AIM =>
Could you reproduce the listing below word for word, starting at the line that contains "of the milkweed" and continuing through the final line, with both of those lines included?

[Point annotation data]
________________

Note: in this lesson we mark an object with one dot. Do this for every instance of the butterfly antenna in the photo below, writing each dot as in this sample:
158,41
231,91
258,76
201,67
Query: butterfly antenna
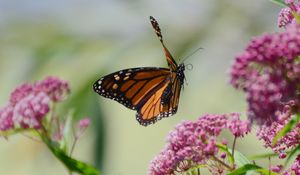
156,29
200,48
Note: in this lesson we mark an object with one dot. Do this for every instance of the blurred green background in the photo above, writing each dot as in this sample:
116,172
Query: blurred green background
80,41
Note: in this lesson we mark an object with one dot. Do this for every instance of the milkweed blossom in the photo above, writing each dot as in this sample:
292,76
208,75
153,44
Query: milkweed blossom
268,71
286,16
30,103
194,143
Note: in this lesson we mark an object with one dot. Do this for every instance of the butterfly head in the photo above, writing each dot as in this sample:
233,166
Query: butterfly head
180,73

________________

WRITTEN ANSWER =>
Note: in this lesson we mark an object with one dot. Do this for every instance of the milkweed blossom in the photo above, writing each dot as in this sample:
292,76
208,75
153,44
Query: milkweed blossom
268,71
286,16
30,103
194,143
Note: in this lesson we mark an object with one dot. Do this for every instance of the butterfly head in the photo above, writing each dot as in this sample:
233,166
Query: butterfly head
180,73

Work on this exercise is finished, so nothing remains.